*** GIVEN RECORDS Section Begins ***

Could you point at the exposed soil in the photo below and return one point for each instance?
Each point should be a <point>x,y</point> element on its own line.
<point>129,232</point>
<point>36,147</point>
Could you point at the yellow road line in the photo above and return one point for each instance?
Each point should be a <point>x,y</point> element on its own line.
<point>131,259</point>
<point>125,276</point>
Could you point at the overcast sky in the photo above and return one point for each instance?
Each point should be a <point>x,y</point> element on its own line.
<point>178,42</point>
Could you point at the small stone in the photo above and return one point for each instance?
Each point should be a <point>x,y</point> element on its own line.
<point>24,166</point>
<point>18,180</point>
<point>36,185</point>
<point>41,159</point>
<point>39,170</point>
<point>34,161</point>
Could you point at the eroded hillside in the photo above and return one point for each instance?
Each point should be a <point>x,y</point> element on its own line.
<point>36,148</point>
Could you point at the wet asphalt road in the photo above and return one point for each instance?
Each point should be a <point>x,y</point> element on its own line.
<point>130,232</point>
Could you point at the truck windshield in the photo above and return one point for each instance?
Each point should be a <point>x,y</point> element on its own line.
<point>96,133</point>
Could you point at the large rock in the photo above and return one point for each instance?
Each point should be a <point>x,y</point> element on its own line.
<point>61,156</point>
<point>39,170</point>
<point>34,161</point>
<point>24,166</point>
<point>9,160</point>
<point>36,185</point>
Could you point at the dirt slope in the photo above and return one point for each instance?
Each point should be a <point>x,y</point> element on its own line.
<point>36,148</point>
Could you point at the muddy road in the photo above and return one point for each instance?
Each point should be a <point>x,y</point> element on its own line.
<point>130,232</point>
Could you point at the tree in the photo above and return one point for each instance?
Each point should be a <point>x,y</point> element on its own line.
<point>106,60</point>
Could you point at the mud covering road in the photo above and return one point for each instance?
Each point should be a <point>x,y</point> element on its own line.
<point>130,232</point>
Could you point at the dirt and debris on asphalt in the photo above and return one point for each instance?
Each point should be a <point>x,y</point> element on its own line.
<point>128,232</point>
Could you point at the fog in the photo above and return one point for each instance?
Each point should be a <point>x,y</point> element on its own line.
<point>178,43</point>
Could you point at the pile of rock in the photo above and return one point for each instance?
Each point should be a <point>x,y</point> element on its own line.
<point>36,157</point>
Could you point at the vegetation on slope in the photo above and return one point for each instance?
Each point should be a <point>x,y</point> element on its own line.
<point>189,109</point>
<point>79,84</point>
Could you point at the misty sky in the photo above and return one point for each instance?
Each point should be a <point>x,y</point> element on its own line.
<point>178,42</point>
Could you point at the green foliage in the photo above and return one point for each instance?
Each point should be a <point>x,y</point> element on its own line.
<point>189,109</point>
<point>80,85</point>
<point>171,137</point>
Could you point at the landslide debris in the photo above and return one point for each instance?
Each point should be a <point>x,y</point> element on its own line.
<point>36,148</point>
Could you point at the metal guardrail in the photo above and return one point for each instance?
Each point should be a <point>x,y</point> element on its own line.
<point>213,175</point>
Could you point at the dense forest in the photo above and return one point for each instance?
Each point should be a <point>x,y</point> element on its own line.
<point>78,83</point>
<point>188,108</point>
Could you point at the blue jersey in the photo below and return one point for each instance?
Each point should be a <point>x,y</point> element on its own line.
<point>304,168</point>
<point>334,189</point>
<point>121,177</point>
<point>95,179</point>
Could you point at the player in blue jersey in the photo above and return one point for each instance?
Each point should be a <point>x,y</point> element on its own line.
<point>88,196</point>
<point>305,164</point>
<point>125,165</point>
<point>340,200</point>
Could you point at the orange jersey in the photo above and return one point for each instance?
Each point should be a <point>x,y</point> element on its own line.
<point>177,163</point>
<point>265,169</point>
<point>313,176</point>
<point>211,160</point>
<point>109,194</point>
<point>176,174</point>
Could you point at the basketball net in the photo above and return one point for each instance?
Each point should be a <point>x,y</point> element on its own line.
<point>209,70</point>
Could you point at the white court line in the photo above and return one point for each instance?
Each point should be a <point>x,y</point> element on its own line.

*** GIVEN RECORDS Section Ends ***

Your answer should be a single number: how many lines of the material above include "dirt".

**ANSWER BOX**
2